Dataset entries
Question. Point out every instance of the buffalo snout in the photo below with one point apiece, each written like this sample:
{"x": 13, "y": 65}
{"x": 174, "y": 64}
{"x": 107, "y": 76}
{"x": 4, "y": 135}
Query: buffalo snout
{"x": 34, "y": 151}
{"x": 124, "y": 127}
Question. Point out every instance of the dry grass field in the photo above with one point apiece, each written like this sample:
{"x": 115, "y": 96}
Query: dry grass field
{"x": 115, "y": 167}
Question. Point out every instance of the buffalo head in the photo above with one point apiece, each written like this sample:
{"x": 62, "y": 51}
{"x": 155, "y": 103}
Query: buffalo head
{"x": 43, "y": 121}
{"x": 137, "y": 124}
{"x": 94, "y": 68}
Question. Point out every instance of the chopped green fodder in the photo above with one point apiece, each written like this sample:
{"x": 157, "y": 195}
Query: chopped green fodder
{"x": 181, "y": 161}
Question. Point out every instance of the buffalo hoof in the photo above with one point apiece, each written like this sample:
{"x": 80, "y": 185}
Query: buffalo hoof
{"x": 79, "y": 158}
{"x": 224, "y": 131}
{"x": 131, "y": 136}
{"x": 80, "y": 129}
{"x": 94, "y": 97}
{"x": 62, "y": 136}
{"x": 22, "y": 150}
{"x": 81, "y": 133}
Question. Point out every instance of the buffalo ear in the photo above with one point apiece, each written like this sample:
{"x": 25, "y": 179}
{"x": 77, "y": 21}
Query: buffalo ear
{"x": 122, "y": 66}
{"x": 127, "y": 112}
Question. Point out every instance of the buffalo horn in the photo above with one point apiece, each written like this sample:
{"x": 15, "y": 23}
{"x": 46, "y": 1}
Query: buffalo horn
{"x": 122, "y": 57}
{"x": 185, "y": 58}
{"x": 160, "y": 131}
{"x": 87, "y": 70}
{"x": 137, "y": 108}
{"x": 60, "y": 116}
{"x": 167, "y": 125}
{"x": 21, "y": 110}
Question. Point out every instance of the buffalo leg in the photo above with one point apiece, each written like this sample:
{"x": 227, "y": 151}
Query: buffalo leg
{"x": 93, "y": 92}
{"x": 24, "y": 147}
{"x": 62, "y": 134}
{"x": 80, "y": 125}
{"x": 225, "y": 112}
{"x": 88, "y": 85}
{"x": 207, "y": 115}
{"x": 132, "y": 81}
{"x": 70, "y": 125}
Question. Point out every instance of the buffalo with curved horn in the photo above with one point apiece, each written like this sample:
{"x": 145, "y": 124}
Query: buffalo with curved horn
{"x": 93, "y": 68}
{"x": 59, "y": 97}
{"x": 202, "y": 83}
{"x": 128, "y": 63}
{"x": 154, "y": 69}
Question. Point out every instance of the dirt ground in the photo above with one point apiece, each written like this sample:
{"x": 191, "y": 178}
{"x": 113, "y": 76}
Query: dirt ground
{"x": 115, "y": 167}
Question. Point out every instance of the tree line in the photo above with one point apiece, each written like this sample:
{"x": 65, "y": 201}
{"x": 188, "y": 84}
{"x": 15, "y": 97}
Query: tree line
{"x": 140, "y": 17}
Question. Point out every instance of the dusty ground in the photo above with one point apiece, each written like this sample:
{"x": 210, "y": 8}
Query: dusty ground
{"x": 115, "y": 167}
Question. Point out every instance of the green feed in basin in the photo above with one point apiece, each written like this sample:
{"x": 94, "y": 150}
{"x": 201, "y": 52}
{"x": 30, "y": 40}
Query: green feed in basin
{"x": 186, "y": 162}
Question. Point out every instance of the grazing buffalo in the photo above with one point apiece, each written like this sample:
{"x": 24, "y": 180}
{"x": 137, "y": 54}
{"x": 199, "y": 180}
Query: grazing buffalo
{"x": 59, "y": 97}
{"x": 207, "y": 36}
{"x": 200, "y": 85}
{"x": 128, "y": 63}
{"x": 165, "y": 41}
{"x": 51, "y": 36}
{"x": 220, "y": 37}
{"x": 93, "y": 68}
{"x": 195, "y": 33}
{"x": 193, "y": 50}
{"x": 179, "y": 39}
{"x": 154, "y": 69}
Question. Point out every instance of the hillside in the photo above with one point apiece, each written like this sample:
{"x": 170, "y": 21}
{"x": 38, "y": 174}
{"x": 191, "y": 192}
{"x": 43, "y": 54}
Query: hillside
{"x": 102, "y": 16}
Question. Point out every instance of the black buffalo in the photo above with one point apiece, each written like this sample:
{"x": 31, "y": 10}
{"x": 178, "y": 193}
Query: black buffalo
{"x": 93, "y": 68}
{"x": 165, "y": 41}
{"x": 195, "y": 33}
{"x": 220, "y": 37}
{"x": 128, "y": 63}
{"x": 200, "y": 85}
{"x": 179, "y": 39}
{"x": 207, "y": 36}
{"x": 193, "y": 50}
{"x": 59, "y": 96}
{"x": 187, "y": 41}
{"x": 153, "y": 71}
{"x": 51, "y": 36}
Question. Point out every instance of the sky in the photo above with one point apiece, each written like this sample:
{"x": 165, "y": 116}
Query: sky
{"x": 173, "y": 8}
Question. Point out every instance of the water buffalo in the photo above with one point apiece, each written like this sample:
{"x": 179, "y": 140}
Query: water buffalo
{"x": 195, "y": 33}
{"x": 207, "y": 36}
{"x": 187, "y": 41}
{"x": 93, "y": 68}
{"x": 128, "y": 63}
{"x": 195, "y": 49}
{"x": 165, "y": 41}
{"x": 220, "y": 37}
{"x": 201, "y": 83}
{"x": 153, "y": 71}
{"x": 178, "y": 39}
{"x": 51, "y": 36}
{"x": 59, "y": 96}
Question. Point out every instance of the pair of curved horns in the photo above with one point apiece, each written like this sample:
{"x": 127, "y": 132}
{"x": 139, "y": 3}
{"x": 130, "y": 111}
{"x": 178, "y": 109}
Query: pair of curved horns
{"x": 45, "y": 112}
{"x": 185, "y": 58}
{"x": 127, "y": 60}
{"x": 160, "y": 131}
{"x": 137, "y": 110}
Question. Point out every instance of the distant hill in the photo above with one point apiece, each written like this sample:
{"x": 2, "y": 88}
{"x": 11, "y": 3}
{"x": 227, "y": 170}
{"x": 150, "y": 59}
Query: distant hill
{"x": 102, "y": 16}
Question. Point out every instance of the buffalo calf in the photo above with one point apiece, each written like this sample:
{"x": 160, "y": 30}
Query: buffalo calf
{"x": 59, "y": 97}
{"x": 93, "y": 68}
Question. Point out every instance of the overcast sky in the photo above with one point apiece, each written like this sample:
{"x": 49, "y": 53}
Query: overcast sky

### [WHAT THE TASK ASKS]
Copy all of the records above word for word, keeping every line and its order unchanged.

### [RESULT]
Question. Point out every instance of the buffalo snout in the photo below with one point apiece, each written like this sample:
{"x": 13, "y": 65}
{"x": 174, "y": 64}
{"x": 107, "y": 76}
{"x": 4, "y": 135}
Query: buffalo snout
{"x": 34, "y": 151}
{"x": 124, "y": 127}
Question. Point out every instance of the dry grass field in the photo above with one point apiece, each written like this sample:
{"x": 115, "y": 96}
Query: dry grass field
{"x": 115, "y": 167}
Question. Point out every instance of the buffalo head in the photo above with one point apiece, each written like this sample:
{"x": 62, "y": 51}
{"x": 155, "y": 103}
Query: buffalo head
{"x": 43, "y": 121}
{"x": 137, "y": 124}
{"x": 94, "y": 68}
Question. Point out every instance of the chopped green fodder in the photo above with one point apiece, each written like this sample:
{"x": 157, "y": 195}
Query: chopped green fodder
{"x": 181, "y": 161}
Question. Point out every instance of the buffalo hoof in the photo above with one point apiece, each written like this sample:
{"x": 80, "y": 185}
Query: buffalo hoof
{"x": 79, "y": 158}
{"x": 224, "y": 131}
{"x": 131, "y": 136}
{"x": 80, "y": 129}
{"x": 94, "y": 97}
{"x": 62, "y": 136}
{"x": 22, "y": 150}
{"x": 81, "y": 133}
Question. Point out every instance of the buffalo ear in the photo above with one point apiece, each written like this sample:
{"x": 25, "y": 179}
{"x": 77, "y": 21}
Query: buffalo ear
{"x": 122, "y": 66}
{"x": 127, "y": 112}
Question. Point out every instance of the buffalo horn in the photo above with one point apiece, each written like this sample:
{"x": 15, "y": 23}
{"x": 46, "y": 1}
Query: buffalo horn
{"x": 122, "y": 57}
{"x": 185, "y": 58}
{"x": 160, "y": 131}
{"x": 87, "y": 70}
{"x": 137, "y": 108}
{"x": 60, "y": 116}
{"x": 167, "y": 125}
{"x": 21, "y": 110}
Question. Point out every instance of the buffalo leg in the photo above with one point apiece, each written like this sample:
{"x": 227, "y": 151}
Query: buffalo leg
{"x": 93, "y": 92}
{"x": 24, "y": 147}
{"x": 62, "y": 134}
{"x": 80, "y": 125}
{"x": 225, "y": 112}
{"x": 88, "y": 85}
{"x": 207, "y": 115}
{"x": 132, "y": 81}
{"x": 70, "y": 125}
Question. Point out every instance of the buffalo with curved horn in the photo above with one point apiece, each written like this sample:
{"x": 145, "y": 124}
Query: buffalo with curved horn
{"x": 93, "y": 68}
{"x": 59, "y": 97}
{"x": 202, "y": 83}
{"x": 128, "y": 63}
{"x": 154, "y": 69}
Question. Point out every instance of the dirt ground in the photo above with one point apiece, each written like this sample:
{"x": 191, "y": 178}
{"x": 113, "y": 76}
Query: dirt ground
{"x": 115, "y": 167}
Question. Point out every instance of the tree line in the photo above with one point apiece, each written like this sample:
{"x": 65, "y": 201}
{"x": 188, "y": 84}
{"x": 15, "y": 97}
Query: tree line
{"x": 140, "y": 17}
Question. Point out every instance of the dusty ground in the photo above with one point apiece, each written like this sample:
{"x": 210, "y": 8}
Query: dusty ground
{"x": 115, "y": 167}
Question. Point out every instance of the green feed in basin in the photo above with one point apiece, each written like this sample:
{"x": 94, "y": 150}
{"x": 201, "y": 52}
{"x": 30, "y": 40}
Query: green feed in basin
{"x": 186, "y": 162}
Question. Point out every instance of the grazing buffalo in the photo above with one point apiece, each written like this sample:
{"x": 24, "y": 180}
{"x": 137, "y": 54}
{"x": 199, "y": 180}
Query: grazing buffalo
{"x": 59, "y": 97}
{"x": 207, "y": 36}
{"x": 200, "y": 85}
{"x": 128, "y": 63}
{"x": 165, "y": 41}
{"x": 51, "y": 36}
{"x": 220, "y": 37}
{"x": 93, "y": 68}
{"x": 195, "y": 33}
{"x": 193, "y": 50}
{"x": 179, "y": 39}
{"x": 154, "y": 69}
Question. Point out every instance of the hillside in the photo above with one point apiece, each written like this sample:
{"x": 170, "y": 21}
{"x": 38, "y": 174}
{"x": 191, "y": 192}
{"x": 43, "y": 54}
Query: hillside
{"x": 102, "y": 16}
Question. Point out every instance of the black buffalo in the photo above with one point apiece, each written like this sample:
{"x": 31, "y": 10}
{"x": 178, "y": 193}
Query: black buffalo
{"x": 93, "y": 68}
{"x": 165, "y": 41}
{"x": 195, "y": 33}
{"x": 220, "y": 37}
{"x": 128, "y": 63}
{"x": 200, "y": 85}
{"x": 179, "y": 39}
{"x": 207, "y": 36}
{"x": 193, "y": 50}
{"x": 59, "y": 96}
{"x": 187, "y": 41}
{"x": 153, "y": 71}
{"x": 51, "y": 36}
Question. Point out every instance of the sky in the photo above with one point apiece, each written like this sample:
{"x": 165, "y": 116}
Query: sky
{"x": 173, "y": 8}
Question. Point out every instance of the water buffalo in the photo above with one point apiece, each written like this sample:
{"x": 179, "y": 140}
Query: water buffalo
{"x": 195, "y": 33}
{"x": 207, "y": 36}
{"x": 187, "y": 41}
{"x": 93, "y": 68}
{"x": 128, "y": 63}
{"x": 195, "y": 49}
{"x": 165, "y": 41}
{"x": 220, "y": 37}
{"x": 201, "y": 83}
{"x": 153, "y": 71}
{"x": 178, "y": 39}
{"x": 51, "y": 36}
{"x": 59, "y": 96}
Question. Point out every instance of the pair of curved horns in the photo above with one point apiece, each written like this sample:
{"x": 127, "y": 132}
{"x": 139, "y": 3}
{"x": 130, "y": 111}
{"x": 178, "y": 109}
Query: pair of curved horns
{"x": 45, "y": 112}
{"x": 185, "y": 58}
{"x": 127, "y": 60}
{"x": 160, "y": 131}
{"x": 137, "y": 110}
Question. Point out every instance of the distant hill in the photo above with one point apiece, each written like this sample:
{"x": 2, "y": 88}
{"x": 11, "y": 3}
{"x": 227, "y": 170}
{"x": 150, "y": 59}
Query: distant hill
{"x": 102, "y": 16}
Question. Point out every instance of the buffalo calf in the photo above with one point apiece, each written like this sample:
{"x": 160, "y": 30}
Query: buffalo calf
{"x": 59, "y": 97}
{"x": 93, "y": 68}
Question. Point out every instance of the overcast sky in the photo above with one point apiece, each written like this sample:
{"x": 49, "y": 53}
Query: overcast sky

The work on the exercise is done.